- [TASK TO CARRY OUT]: Switch every instance of "bounding box" in the data below to "enclosing rectangle", and return all the lines with nothing else altered.

- [ENTRIES SUPPLIED]:
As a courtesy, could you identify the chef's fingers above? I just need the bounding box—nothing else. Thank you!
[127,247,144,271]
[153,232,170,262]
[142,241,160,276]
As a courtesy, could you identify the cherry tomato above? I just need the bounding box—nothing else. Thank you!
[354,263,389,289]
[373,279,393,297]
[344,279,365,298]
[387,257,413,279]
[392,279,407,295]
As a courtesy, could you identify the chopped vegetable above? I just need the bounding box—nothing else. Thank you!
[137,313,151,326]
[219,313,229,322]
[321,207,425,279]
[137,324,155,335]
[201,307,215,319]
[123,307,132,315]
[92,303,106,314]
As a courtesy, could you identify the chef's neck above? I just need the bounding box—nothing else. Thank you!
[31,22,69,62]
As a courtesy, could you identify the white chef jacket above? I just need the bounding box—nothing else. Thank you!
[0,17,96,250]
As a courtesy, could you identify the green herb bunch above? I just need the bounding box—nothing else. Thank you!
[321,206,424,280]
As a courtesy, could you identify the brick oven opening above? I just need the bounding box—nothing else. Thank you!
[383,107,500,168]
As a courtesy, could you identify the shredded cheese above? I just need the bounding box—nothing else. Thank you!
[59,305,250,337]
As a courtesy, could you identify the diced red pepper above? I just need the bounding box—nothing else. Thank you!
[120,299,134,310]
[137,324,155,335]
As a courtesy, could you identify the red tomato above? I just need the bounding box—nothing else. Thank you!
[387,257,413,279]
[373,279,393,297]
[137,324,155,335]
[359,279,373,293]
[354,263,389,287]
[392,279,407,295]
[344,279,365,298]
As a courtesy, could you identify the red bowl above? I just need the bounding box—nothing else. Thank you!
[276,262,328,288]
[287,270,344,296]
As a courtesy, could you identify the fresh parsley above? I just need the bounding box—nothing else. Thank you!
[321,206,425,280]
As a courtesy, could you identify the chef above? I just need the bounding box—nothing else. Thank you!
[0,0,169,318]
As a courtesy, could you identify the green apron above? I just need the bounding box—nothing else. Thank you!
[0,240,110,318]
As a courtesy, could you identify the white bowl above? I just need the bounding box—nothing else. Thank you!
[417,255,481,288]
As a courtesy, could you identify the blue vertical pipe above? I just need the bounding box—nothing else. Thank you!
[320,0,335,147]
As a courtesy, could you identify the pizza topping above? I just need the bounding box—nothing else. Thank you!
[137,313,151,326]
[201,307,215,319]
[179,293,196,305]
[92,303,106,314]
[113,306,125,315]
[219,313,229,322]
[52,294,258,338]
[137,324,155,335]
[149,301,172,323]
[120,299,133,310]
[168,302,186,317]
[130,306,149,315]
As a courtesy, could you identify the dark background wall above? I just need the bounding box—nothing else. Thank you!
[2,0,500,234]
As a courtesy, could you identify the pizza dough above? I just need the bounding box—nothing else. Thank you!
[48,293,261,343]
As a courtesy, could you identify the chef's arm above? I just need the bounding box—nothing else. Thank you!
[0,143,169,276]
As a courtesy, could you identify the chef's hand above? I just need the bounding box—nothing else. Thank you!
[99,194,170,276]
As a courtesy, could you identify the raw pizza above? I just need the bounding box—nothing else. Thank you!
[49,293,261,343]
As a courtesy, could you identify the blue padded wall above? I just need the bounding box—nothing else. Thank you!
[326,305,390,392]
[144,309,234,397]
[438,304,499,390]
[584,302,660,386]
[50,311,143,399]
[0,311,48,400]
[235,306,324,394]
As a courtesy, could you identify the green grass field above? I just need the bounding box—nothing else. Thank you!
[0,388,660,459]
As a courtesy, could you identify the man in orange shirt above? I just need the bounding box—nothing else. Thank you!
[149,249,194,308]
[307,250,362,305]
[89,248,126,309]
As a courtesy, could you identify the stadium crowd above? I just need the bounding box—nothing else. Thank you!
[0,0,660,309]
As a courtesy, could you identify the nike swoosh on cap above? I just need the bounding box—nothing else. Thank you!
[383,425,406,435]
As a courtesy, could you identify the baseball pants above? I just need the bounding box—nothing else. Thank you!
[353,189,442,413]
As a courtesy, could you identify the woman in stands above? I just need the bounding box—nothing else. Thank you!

- [COMPLETE RESPONSE]:
As a courtesy, could you identify the chef's fingers above? I just need the enclosing rectangle—nothing else. Thank you!
[127,247,144,271]
[153,232,170,262]
[142,241,160,276]
As a courtesy, could you identify the cherry tomato above? I just need the enclosing rectangle—nothing else. Thank you!
[354,263,389,289]
[373,279,393,297]
[344,279,365,298]
[387,257,413,279]
[392,279,407,295]
As a courtesy, could you identify the chopped vegetable above? I just need the enclosing rectangle—nothing else. Thank you!
[137,313,151,326]
[219,313,229,322]
[321,207,425,279]
[137,324,155,335]
[201,307,215,319]
[123,307,132,315]
[92,303,106,314]
As a courtesy, could you identify the chef's neck above? I just need the enclosing rectangle—nothing else. Thank you!
[31,22,69,62]
As a courtesy, could you identify the white chef jacket above? I just need the enclosing rectangle—nothing else. Thank you!
[0,17,96,250]
As a courtesy, could you identify the green herb bunch above? I just need the enclosing rectangle—nothing else. Thank you!
[321,206,424,280]
As a courtesy, could you identify the brick oven opening above? I just need the enclosing rectangle—nothing else. Thank you!
[383,107,500,168]
As a courtesy, could you identify the shredded cheese above? I just need the enclosing rectangle—nothing else. Thank you!
[59,305,250,337]
As a courtesy, could you identify the diced red pepper above? I just need the enclosing rectangle—nothing else. Thank you!
[120,299,134,310]
[137,324,155,335]
As a courtesy, could you identify the red tomato above? I just need the enclosing rectangle—nothing else. Thank you!
[387,257,413,279]
[373,279,393,297]
[137,324,155,335]
[359,279,373,293]
[354,263,389,287]
[392,279,407,295]
[344,279,365,298]
As a courtesy, could you identify the red bowl above? I just need the enclosing rectangle—nothing else. Thank you!
[276,262,328,288]
[287,270,344,296]
As a courtesy, could you identify the fresh parsley above? I just need the enclosing rectangle—nothing else. Thank you!
[321,206,425,280]
As a courtesy, could you identify the chef above? I just need the enclosing rectangle—nothing else. Thank you!
[0,0,169,318]
As a courtesy, could you identify the green apron above? I just need the enclosing rectangle—nothing else. Thank you!
[0,240,110,318]
As a courtesy, could you identify the white bowl above? I just need the enclosing rectangle—nothing else. Thank you!
[417,255,481,288]
As a courtesy, could you identify the blue vertical pipe above? I just need the enclosing rectangle—nothing else. Thank you!
[320,0,335,147]
As a courtesy, could you identify the pizza topping above? I just need the enclosing rectangle—nothing else. Thank you!
[137,313,151,326]
[201,307,215,319]
[179,293,196,305]
[92,303,106,314]
[113,306,125,315]
[219,313,229,322]
[52,294,258,338]
[137,324,155,335]
[149,301,172,323]
[120,299,133,310]
[168,302,186,317]
[130,306,149,315]
As a courtesy, could you identify the dark background wall above? I just need the enclosing rectangle—nothing else. Thank you!
[2,0,500,234]
As a courtesy, could you identify the pizza dough above? I just need the enclosing rectangle—nothing else. Thank you!
[48,293,261,343]
As a courtesy, could you identify the chef's arm above? I just need the enclosing rectangle—nothing else. Thank you!
[0,143,169,276]
As a courtesy, could you identify the chef's hand above? I just need the enclosing rectangle—nothing else. Thank you!
[99,194,170,276]
As a courtesy, could you identify the raw pizza above? I just need the enclosing rectangle—nothing else. Thank you!
[49,293,261,343]
As a courtesy, could you identify the blue padded wall above? I just need the enclosing rectangle—nothing else. Thank you!
[326,305,390,392]
[144,309,234,397]
[438,304,499,390]
[584,302,660,386]
[50,311,143,399]
[0,311,48,400]
[235,306,324,394]
As a courtesy, could you identify the green grass field above? I just need the enclosing rectangle—nothing else. Thank you!
[0,388,660,459]
As a courtesy, could you identify the man in orange shirt above? I just need the enclosing rectangle—nothing else. Thank you!
[149,249,194,308]
[307,250,362,305]
[89,248,126,309]
As a courtesy, could you identify the stadium crowd above? I just need the enclosing rectangle—nothing else. Thank you!
[0,0,660,309]
As a courtesy, could you identify the nike swoosh on cap above? I just need the enclosing rectangle—nothing else. Thank you!
[383,425,406,435]
As a courtesy, could you identify the baseball pants above? I just need the enclosing rectangle—nothing else. Thank you!
[353,189,442,413]
As a courtesy, could you identify the woman in stands above? I just need the enclosing rectangle—nothing else. Thank you!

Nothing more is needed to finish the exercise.